Source data:
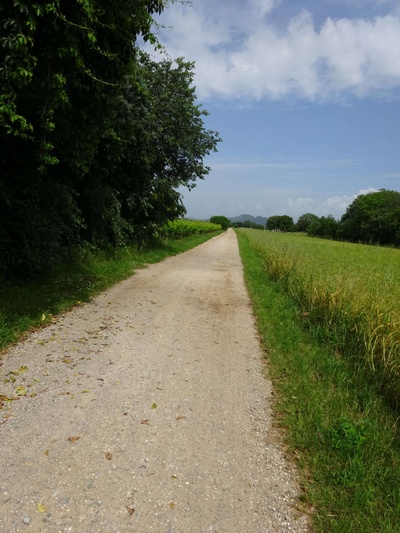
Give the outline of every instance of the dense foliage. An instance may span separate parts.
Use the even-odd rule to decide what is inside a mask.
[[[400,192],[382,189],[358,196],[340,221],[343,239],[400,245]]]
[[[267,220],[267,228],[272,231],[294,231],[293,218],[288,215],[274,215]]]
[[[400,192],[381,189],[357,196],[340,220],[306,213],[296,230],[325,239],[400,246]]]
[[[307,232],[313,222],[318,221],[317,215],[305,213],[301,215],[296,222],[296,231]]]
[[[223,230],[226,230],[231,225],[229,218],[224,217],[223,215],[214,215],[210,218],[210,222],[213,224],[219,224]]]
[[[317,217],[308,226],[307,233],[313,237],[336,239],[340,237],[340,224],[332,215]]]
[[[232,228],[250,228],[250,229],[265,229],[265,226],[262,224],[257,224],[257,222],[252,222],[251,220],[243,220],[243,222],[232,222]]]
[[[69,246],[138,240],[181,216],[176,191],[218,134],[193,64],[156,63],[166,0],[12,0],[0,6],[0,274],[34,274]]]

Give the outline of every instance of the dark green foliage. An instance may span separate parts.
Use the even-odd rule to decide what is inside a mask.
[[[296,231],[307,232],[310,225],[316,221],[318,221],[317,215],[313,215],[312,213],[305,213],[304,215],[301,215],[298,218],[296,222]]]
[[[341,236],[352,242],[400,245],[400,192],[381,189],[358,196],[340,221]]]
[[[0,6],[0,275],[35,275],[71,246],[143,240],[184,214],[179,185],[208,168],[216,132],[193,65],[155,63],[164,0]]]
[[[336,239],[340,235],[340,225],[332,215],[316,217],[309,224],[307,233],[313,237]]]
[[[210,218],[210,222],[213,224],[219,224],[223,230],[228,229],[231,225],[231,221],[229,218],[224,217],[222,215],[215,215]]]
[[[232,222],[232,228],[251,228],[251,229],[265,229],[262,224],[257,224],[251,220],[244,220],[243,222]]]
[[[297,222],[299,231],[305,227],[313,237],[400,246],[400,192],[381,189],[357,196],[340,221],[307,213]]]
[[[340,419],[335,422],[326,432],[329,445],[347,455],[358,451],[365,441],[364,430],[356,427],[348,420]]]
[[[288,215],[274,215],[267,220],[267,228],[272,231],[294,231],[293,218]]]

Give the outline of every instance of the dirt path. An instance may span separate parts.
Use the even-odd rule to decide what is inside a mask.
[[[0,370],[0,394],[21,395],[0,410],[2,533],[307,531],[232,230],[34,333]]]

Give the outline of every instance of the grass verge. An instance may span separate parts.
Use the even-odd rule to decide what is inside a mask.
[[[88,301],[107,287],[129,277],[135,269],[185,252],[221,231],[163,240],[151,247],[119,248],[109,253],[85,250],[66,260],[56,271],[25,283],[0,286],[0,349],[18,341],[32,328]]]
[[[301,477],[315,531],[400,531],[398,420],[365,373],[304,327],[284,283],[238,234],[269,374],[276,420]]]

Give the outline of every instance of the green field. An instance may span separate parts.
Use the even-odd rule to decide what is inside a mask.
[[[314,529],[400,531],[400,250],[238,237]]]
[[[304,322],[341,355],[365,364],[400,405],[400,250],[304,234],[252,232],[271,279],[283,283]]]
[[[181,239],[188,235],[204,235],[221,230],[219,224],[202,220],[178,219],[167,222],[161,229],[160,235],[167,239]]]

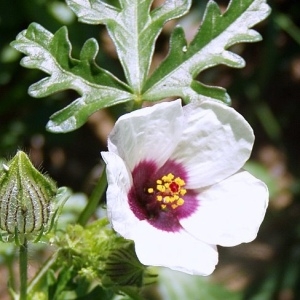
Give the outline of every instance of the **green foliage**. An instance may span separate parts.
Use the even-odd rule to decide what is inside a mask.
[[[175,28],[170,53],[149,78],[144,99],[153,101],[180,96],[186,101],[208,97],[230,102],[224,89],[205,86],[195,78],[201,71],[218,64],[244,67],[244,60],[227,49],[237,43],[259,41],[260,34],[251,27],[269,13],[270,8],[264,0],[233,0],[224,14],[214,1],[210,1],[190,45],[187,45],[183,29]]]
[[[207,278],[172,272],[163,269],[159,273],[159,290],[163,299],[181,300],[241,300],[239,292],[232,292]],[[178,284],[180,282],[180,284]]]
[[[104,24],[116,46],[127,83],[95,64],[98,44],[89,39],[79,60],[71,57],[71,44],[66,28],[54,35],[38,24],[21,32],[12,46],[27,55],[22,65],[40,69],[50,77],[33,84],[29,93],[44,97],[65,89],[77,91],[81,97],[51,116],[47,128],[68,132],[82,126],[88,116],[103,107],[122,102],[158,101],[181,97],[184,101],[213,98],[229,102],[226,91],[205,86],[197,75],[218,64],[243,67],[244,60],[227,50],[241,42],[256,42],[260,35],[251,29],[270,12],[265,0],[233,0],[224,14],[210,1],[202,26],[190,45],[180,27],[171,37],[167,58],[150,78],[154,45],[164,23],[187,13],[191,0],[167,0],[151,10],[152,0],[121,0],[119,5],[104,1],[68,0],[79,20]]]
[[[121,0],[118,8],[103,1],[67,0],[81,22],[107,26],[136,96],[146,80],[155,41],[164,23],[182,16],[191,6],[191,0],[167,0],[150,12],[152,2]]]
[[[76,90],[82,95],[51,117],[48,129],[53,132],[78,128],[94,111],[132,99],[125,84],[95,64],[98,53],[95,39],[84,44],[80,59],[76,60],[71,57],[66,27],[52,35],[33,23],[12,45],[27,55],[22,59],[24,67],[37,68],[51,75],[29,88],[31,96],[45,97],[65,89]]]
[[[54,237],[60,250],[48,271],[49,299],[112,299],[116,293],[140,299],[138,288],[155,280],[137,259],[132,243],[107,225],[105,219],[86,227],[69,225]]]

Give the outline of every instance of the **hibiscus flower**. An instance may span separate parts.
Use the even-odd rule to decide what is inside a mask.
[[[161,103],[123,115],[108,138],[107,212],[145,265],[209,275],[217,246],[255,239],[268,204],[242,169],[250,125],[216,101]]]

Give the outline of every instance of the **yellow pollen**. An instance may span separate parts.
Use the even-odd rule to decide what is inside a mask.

» WORK TO COMPLETE
Return the records above exactly as written, but without any of the pictures.

» COMPLETED EXERCISE
Give the outline of every instance of the dense foliage. An instance may span separate parts.
Use the even-odd rule to decide what is inside a mask.
[[[400,192],[382,189],[358,196],[340,221],[343,239],[400,245]]]
[[[267,220],[267,228],[272,231],[294,231],[293,218],[288,215],[274,215]]]
[[[400,192],[381,189],[357,196],[340,220],[306,213],[296,230],[325,239],[400,246]]]
[[[307,232],[313,222],[318,221],[317,215],[305,213],[301,215],[296,222],[296,231]]]
[[[223,230],[226,230],[231,225],[229,218],[224,217],[223,215],[214,215],[210,218],[210,222],[213,224],[219,224]]]
[[[317,217],[308,226],[307,233],[313,237],[336,239],[340,237],[340,224],[332,215]]]
[[[232,228],[250,228],[250,229],[265,229],[265,226],[262,224],[257,224],[257,222],[252,222],[251,220],[243,220],[243,222],[232,222]]]
[[[69,246],[138,240],[181,216],[176,191],[218,134],[193,64],[156,63],[166,0],[12,0],[0,6],[0,274],[34,274]]]

Give the outline of every instance of the dark green foliage. An instance may span separate parts.
Use the even-odd rule to decide what is inside a mask.
[[[296,231],[307,232],[310,225],[316,221],[318,221],[317,215],[313,215],[312,213],[305,213],[304,215],[301,215],[298,218],[296,222]]]
[[[341,236],[352,242],[400,245],[400,192],[381,189],[358,196],[340,221]]]
[[[0,6],[0,275],[35,275],[71,246],[143,240],[184,214],[179,185],[208,168],[216,132],[193,65],[155,63],[164,0]]]
[[[336,239],[340,235],[340,225],[332,215],[316,217],[309,224],[307,233],[313,237]]]
[[[210,218],[210,222],[213,224],[219,224],[223,230],[228,229],[231,225],[231,221],[229,218],[224,217],[222,215],[215,215]]]
[[[232,222],[232,228],[251,228],[251,229],[265,229],[262,224],[257,224],[251,220],[244,220],[243,222]]]
[[[297,222],[299,231],[305,227],[313,237],[400,246],[400,192],[381,189],[357,196],[340,221],[307,213]]]
[[[340,419],[335,422],[326,432],[329,445],[347,455],[358,451],[365,441],[364,430],[356,427],[348,420]]]
[[[288,215],[274,215],[267,220],[267,228],[272,231],[294,231],[293,218]]]

Give the outline of every instance of the dirt path. An instance may span separate parts.
Use the even-odd rule to decide what is inside a mask.
[[[0,370],[0,394],[21,395],[0,410],[2,533],[307,531],[232,230],[34,333]]]

Give the outline of every instance of the grass verge. An instance may span separate parts.
Use the even-odd rule to decide what is inside a mask.
[[[88,301],[107,287],[129,277],[135,269],[185,252],[221,231],[163,240],[151,247],[119,248],[109,253],[85,250],[66,260],[56,271],[25,283],[0,286],[0,349],[18,341],[32,328]]]
[[[301,477],[315,531],[400,531],[398,420],[365,373],[304,327],[284,283],[238,234],[269,374],[276,420]]]

Give the outline of every instance of the green field. An instance may span separate parts.
Use the even-odd rule to decide what is inside a mask.
[[[314,529],[400,531],[400,250],[238,237]]]
[[[304,322],[341,355],[365,364],[400,405],[400,250],[304,234],[252,232],[271,279],[283,283]]]
[[[181,239],[188,235],[204,235],[221,230],[219,224],[202,220],[178,219],[167,222],[161,229],[160,235],[167,239]]]

Give the outline of every instance of the **green foliage**. An instance may span separate parts.
Use the even-odd rule to decide what is inside a mask.
[[[175,28],[170,53],[149,78],[144,99],[153,101],[180,96],[186,101],[208,97],[230,102],[224,89],[205,86],[195,78],[201,71],[218,64],[244,67],[244,60],[227,49],[237,43],[259,41],[260,34],[251,27],[269,13],[270,8],[264,0],[233,0],[224,14],[214,1],[210,1],[190,45],[187,45],[183,29]]]
[[[207,278],[172,272],[163,269],[159,273],[159,290],[163,299],[181,300],[241,300],[239,292],[232,292]],[[178,284],[180,282],[180,284]]]
[[[104,24],[116,46],[127,83],[95,64],[98,44],[89,39],[79,60],[71,57],[71,44],[66,28],[54,35],[38,24],[21,32],[12,46],[27,55],[22,65],[40,69],[50,77],[33,84],[29,93],[44,97],[65,89],[77,91],[81,97],[51,116],[47,128],[68,132],[82,126],[88,116],[103,107],[122,102],[158,101],[181,97],[184,101],[213,98],[229,102],[226,91],[205,86],[197,75],[218,64],[243,67],[244,60],[227,50],[241,42],[256,42],[260,35],[251,29],[270,12],[265,0],[233,0],[224,14],[210,1],[202,26],[190,45],[180,27],[171,37],[167,58],[150,78],[154,45],[164,23],[187,13],[191,0],[167,0],[151,10],[152,0],[121,0],[119,5],[104,1],[68,0],[79,20]]]
[[[121,0],[118,8],[103,1],[67,0],[81,22],[107,26],[136,96],[146,80],[155,41],[164,23],[182,16],[191,6],[191,0],[167,0],[150,12],[152,2]]]
[[[76,90],[82,95],[51,117],[48,129],[53,132],[78,128],[94,111],[132,99],[125,84],[95,64],[98,53],[95,39],[84,44],[80,59],[76,60],[71,57],[66,27],[52,35],[33,23],[12,45],[27,55],[22,59],[24,67],[37,68],[51,75],[29,88],[31,96],[45,97],[65,89]]]
[[[54,237],[60,250],[48,271],[49,299],[112,299],[116,293],[140,299],[138,288],[155,280],[137,259],[132,243],[107,225],[105,219],[86,227],[69,225]]]

Give the outline of every instance of the **hibiscus flower**. An instance may span separate parts.
Use the even-odd rule to decide what is inside a mask.
[[[161,103],[123,115],[108,138],[107,212],[145,265],[209,275],[217,246],[255,239],[268,204],[242,169],[250,125],[216,101]]]

Give the outline of every instance of the **yellow pollen**. An instance may span separate parts.
Use the even-odd rule to decide what is inside a mask.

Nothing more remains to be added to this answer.